■ **Your assignment**
Using the records that follow, copy every line containing the word "armrest".

■ **Dataset records**
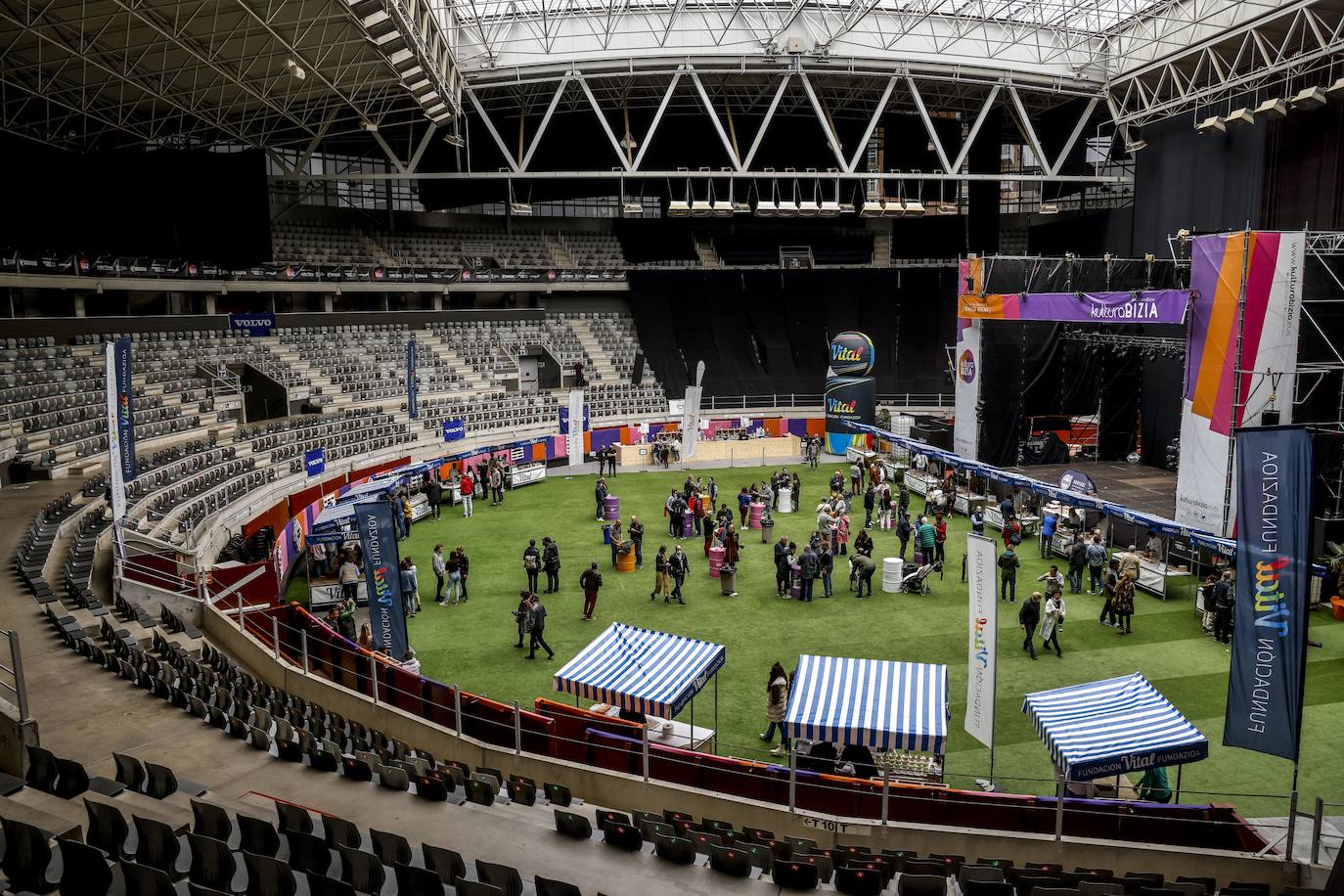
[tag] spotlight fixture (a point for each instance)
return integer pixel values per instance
(1308, 98)
(1275, 108)
(1211, 125)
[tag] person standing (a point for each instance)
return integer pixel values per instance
(467, 489)
(660, 575)
(678, 567)
(808, 567)
(636, 532)
(1053, 622)
(552, 563)
(1096, 564)
(776, 705)
(592, 582)
(536, 621)
(434, 492)
(1225, 601)
(531, 564)
(1027, 617)
(439, 568)
(1008, 565)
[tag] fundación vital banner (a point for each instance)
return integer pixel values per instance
(1269, 636)
(381, 576)
(983, 647)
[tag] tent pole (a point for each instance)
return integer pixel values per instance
(1059, 809)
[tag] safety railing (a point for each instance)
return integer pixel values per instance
(558, 731)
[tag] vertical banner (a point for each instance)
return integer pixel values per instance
(574, 437)
(381, 576)
(1273, 563)
(115, 468)
(983, 643)
(412, 385)
(691, 422)
(1246, 287)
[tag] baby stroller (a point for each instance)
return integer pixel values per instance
(917, 582)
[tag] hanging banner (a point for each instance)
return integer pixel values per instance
(455, 430)
(1139, 306)
(1269, 630)
(1258, 278)
(983, 648)
(381, 576)
(577, 410)
(254, 324)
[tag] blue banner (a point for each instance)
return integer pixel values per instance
(455, 430)
(564, 420)
(125, 409)
(412, 385)
(383, 576)
(254, 324)
(1269, 619)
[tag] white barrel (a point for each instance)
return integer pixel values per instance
(891, 572)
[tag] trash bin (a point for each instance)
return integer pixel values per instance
(729, 579)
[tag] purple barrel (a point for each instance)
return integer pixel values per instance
(715, 560)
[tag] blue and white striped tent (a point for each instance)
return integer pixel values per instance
(650, 672)
(1113, 727)
(874, 702)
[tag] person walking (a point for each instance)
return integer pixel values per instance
(434, 492)
(1096, 564)
(1008, 565)
(531, 564)
(636, 532)
(1053, 622)
(1028, 617)
(536, 619)
(1225, 601)
(1124, 604)
(660, 575)
(776, 704)
(614, 531)
(592, 582)
(467, 489)
(439, 568)
(678, 567)
(1077, 561)
(808, 567)
(552, 563)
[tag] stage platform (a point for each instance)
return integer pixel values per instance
(1140, 488)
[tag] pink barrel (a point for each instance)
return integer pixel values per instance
(715, 560)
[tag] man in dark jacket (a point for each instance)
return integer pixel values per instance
(1028, 617)
(1225, 600)
(783, 563)
(552, 563)
(808, 567)
(531, 564)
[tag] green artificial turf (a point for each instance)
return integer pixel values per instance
(471, 644)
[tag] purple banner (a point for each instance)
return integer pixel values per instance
(1146, 306)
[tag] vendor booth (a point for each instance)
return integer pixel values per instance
(898, 709)
(1106, 729)
(635, 672)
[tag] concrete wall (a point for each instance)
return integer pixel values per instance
(624, 791)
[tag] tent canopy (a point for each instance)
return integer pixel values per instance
(1111, 727)
(642, 670)
(874, 702)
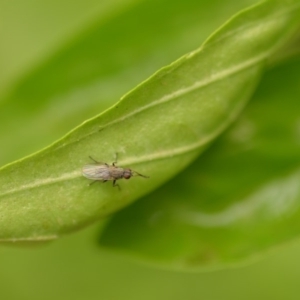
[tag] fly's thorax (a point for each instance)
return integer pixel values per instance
(127, 173)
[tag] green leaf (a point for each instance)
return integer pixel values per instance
(241, 197)
(237, 200)
(158, 128)
(92, 69)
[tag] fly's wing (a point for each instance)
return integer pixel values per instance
(96, 172)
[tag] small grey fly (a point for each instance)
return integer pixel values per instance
(99, 171)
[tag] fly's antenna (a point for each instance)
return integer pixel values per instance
(138, 174)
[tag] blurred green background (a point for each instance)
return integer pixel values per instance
(75, 267)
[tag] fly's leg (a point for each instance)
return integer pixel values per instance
(116, 160)
(115, 184)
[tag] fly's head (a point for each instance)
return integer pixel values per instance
(127, 173)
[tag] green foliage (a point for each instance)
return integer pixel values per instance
(239, 198)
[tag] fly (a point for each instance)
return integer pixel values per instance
(103, 172)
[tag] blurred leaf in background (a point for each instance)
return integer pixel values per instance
(239, 198)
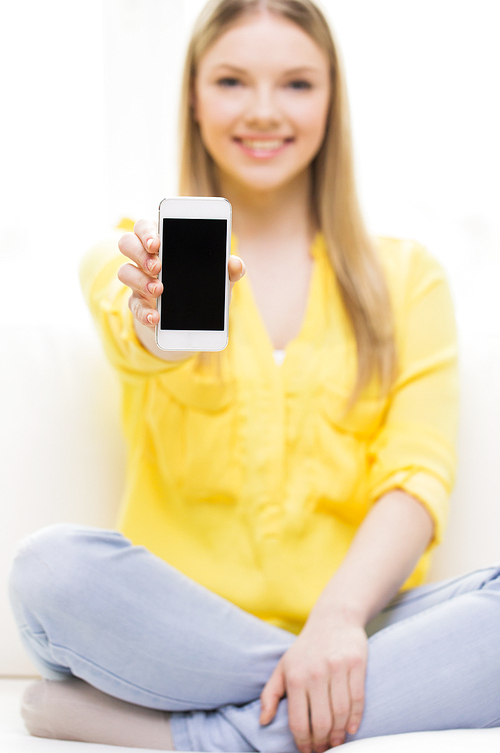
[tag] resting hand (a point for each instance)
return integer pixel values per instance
(142, 247)
(323, 677)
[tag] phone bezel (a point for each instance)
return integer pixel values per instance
(195, 207)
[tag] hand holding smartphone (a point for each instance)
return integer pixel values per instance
(195, 244)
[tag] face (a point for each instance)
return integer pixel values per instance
(261, 99)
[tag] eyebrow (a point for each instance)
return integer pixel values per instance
(289, 72)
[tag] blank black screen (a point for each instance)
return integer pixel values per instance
(193, 274)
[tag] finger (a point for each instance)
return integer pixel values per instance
(147, 233)
(321, 714)
(142, 311)
(341, 706)
(131, 247)
(270, 697)
(298, 715)
(357, 690)
(147, 287)
(236, 269)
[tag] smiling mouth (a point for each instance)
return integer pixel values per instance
(266, 145)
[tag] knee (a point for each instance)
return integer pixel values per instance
(48, 564)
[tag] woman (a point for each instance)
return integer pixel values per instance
(280, 517)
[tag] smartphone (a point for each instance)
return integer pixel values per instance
(195, 244)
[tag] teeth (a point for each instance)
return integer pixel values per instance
(269, 145)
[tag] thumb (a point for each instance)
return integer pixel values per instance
(273, 691)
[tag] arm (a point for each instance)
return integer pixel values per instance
(384, 552)
(325, 667)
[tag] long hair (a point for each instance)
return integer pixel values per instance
(334, 197)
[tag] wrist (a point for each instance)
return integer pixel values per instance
(336, 610)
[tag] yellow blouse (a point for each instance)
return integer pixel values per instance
(249, 477)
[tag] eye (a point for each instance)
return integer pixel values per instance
(228, 82)
(299, 84)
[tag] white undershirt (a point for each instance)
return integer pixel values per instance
(279, 356)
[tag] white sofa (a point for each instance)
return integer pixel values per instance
(63, 458)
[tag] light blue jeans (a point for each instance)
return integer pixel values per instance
(89, 603)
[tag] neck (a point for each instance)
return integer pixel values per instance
(271, 217)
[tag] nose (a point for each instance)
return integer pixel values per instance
(263, 110)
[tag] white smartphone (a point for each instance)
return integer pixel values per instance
(195, 244)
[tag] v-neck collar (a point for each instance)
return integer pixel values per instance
(308, 322)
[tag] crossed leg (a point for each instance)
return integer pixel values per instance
(91, 605)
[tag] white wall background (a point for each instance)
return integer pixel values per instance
(87, 135)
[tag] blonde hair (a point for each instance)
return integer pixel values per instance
(335, 203)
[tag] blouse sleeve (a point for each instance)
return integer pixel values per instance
(415, 449)
(107, 299)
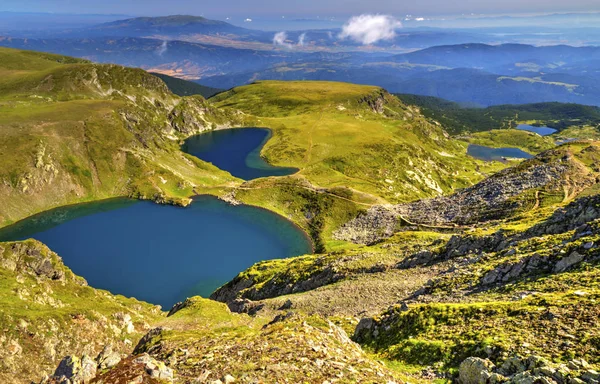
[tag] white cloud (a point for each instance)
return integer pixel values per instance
(369, 29)
(162, 49)
(280, 40)
(301, 39)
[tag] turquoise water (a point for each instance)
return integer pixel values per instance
(496, 154)
(236, 151)
(162, 254)
(542, 131)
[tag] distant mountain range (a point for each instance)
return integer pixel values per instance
(221, 55)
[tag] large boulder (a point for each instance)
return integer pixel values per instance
(475, 370)
(75, 370)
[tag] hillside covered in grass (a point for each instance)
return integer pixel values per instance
(428, 265)
(355, 136)
(73, 131)
(460, 119)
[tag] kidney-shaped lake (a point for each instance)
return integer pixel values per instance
(236, 151)
(162, 254)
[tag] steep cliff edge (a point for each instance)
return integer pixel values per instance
(73, 131)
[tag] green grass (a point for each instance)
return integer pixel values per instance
(332, 132)
(72, 131)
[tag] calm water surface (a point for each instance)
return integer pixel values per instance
(496, 154)
(542, 131)
(162, 254)
(236, 151)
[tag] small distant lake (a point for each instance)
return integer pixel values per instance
(162, 254)
(496, 154)
(236, 151)
(542, 131)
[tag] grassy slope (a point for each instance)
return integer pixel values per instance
(355, 136)
(72, 131)
(452, 314)
(458, 119)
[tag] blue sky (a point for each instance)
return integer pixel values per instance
(304, 8)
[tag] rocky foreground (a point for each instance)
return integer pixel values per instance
(504, 301)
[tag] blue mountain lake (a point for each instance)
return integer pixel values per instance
(161, 254)
(496, 154)
(542, 131)
(236, 151)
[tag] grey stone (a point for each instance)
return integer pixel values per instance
(475, 371)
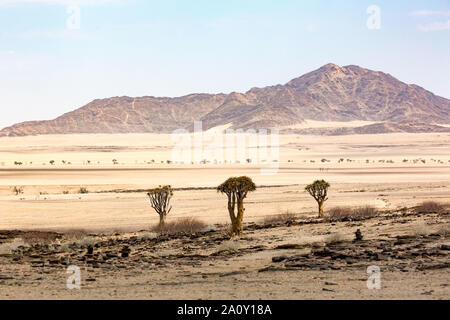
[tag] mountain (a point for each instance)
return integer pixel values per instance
(330, 93)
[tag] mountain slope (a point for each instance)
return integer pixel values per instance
(331, 93)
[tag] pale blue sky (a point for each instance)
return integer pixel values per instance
(177, 47)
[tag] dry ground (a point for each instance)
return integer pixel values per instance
(389, 172)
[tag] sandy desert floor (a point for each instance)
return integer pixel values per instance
(390, 172)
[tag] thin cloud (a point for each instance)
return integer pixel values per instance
(435, 26)
(10, 3)
(427, 13)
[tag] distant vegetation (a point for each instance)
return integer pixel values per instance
(180, 226)
(430, 207)
(319, 191)
(160, 202)
(236, 190)
(346, 214)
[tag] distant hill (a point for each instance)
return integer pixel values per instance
(331, 93)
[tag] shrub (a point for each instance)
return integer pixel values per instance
(9, 247)
(282, 218)
(182, 225)
(430, 207)
(319, 191)
(236, 190)
(39, 237)
(160, 201)
(75, 234)
(334, 238)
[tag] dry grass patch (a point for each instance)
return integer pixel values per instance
(9, 247)
(182, 225)
(282, 218)
(346, 213)
(430, 207)
(75, 234)
(334, 238)
(39, 237)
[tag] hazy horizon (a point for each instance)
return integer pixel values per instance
(56, 58)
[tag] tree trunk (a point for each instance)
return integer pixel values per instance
(237, 222)
(162, 220)
(321, 208)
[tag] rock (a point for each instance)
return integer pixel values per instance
(358, 235)
(279, 259)
(125, 252)
(380, 257)
(289, 246)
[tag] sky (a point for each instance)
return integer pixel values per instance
(58, 55)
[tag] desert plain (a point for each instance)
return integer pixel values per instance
(95, 185)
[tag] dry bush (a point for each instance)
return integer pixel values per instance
(75, 234)
(365, 212)
(421, 230)
(346, 213)
(334, 238)
(228, 246)
(148, 236)
(282, 218)
(9, 247)
(444, 230)
(430, 207)
(39, 237)
(182, 225)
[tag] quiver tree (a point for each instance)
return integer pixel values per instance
(236, 190)
(319, 191)
(160, 201)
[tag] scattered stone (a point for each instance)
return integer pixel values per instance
(358, 235)
(279, 259)
(125, 252)
(289, 246)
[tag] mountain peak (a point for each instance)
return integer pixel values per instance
(330, 93)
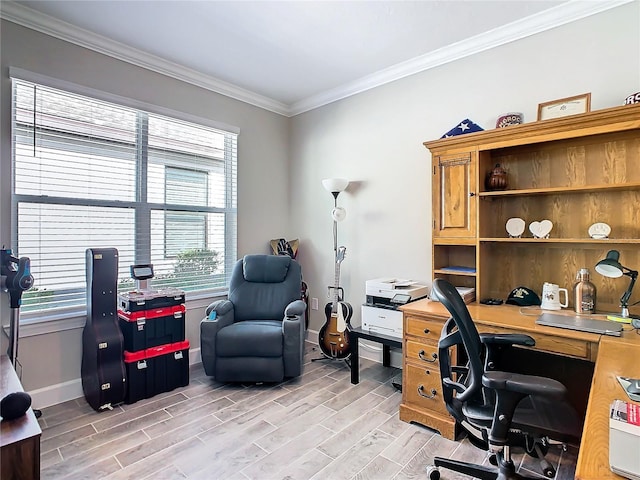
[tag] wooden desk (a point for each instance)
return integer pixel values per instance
(616, 356)
(612, 356)
(19, 438)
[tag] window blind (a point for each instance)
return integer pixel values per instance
(89, 174)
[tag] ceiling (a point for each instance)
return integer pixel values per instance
(292, 56)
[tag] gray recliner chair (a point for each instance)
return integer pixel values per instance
(257, 335)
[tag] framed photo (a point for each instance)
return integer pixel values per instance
(564, 107)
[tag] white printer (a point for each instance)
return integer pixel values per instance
(384, 295)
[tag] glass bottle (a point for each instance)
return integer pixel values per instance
(584, 293)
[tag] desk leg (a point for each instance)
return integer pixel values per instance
(386, 355)
(355, 360)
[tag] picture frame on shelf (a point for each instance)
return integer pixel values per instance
(563, 107)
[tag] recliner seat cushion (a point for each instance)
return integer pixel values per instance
(239, 339)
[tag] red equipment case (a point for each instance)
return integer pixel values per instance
(149, 299)
(149, 328)
(156, 370)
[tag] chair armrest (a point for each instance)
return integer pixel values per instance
(293, 332)
(523, 384)
(509, 339)
(510, 389)
(221, 307)
(209, 328)
(295, 309)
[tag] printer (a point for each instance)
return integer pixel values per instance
(392, 292)
(380, 313)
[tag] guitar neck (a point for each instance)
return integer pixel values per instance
(336, 288)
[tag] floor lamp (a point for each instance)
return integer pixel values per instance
(335, 186)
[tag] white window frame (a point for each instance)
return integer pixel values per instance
(43, 321)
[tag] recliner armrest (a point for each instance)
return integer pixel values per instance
(220, 306)
(209, 328)
(507, 339)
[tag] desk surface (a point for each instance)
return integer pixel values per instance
(612, 356)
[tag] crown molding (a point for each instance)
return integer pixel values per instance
(554, 17)
(35, 20)
(560, 15)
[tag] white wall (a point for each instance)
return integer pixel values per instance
(263, 165)
(375, 139)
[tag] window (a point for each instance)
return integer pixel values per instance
(90, 174)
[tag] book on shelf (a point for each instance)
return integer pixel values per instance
(468, 294)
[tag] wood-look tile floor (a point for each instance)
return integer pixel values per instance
(318, 426)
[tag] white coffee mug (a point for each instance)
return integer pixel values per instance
(551, 297)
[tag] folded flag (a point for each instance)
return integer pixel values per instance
(465, 126)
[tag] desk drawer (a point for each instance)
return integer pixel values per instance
(424, 388)
(423, 328)
(423, 355)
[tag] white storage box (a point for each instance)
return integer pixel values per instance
(382, 320)
(624, 439)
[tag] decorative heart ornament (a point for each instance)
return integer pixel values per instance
(515, 227)
(541, 229)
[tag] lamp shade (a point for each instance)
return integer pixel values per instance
(335, 185)
(610, 266)
(338, 214)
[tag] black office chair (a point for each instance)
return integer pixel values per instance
(499, 410)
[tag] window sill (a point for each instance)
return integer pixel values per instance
(41, 325)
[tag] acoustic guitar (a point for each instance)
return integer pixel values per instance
(334, 334)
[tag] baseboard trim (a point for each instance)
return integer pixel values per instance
(54, 394)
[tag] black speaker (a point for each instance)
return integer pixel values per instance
(14, 405)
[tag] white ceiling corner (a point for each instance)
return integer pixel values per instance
(529, 24)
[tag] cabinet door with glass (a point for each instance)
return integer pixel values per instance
(454, 195)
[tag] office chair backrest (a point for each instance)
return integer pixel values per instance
(469, 386)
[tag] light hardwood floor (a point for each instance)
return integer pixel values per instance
(318, 426)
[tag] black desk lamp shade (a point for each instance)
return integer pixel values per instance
(611, 267)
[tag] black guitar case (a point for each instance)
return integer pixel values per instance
(103, 368)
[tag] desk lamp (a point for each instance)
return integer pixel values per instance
(611, 267)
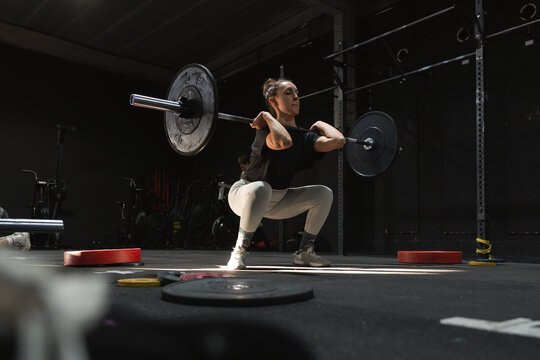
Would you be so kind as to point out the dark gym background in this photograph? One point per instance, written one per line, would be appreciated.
(426, 201)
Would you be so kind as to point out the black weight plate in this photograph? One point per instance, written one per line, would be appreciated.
(189, 136)
(235, 292)
(381, 128)
(168, 277)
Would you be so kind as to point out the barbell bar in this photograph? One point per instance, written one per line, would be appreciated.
(32, 225)
(191, 110)
(179, 108)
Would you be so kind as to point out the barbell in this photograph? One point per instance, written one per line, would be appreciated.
(191, 110)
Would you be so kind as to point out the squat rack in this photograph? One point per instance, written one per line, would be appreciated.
(483, 245)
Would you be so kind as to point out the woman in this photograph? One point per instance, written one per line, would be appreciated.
(277, 153)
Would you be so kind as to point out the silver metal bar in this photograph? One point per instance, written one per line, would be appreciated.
(447, 61)
(512, 29)
(235, 118)
(172, 106)
(318, 92)
(154, 103)
(403, 27)
(32, 225)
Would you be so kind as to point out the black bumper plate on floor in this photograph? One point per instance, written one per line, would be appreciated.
(235, 292)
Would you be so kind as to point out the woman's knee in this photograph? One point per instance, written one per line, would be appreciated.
(326, 194)
(259, 191)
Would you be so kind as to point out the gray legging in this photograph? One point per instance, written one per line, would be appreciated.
(254, 200)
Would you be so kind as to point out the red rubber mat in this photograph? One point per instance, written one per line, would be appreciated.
(429, 257)
(101, 257)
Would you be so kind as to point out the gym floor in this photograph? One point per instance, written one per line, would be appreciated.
(364, 307)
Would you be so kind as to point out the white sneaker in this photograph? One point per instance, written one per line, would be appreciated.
(236, 262)
(309, 258)
(21, 241)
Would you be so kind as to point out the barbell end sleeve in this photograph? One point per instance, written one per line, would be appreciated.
(155, 103)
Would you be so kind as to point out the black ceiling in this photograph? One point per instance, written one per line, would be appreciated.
(141, 37)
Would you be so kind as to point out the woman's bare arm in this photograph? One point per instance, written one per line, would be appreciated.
(331, 138)
(278, 138)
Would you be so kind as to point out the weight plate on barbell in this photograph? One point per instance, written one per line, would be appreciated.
(196, 84)
(381, 128)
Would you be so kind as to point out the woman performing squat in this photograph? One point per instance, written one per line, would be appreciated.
(277, 153)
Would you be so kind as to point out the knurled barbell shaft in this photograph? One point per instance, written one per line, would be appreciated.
(175, 107)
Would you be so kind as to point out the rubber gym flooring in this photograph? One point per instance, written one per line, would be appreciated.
(364, 307)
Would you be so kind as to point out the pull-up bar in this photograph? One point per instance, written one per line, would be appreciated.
(403, 27)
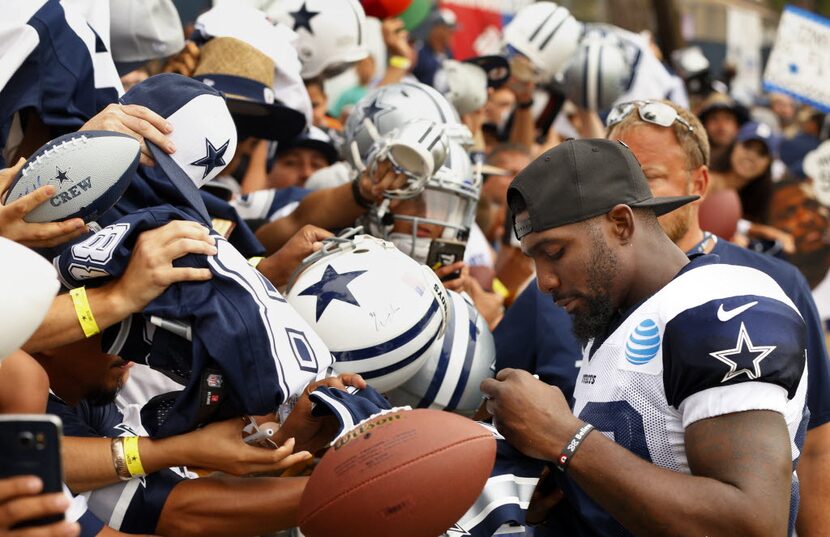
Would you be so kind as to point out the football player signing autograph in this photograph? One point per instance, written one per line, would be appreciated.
(689, 408)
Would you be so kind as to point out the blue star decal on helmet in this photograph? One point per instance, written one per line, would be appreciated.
(61, 176)
(213, 158)
(332, 286)
(374, 108)
(302, 18)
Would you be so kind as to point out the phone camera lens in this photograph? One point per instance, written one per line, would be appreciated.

■ **Response box**
[tag] chair armrest (a point for each instance)
[tag] recliner armrest (a point for each instance)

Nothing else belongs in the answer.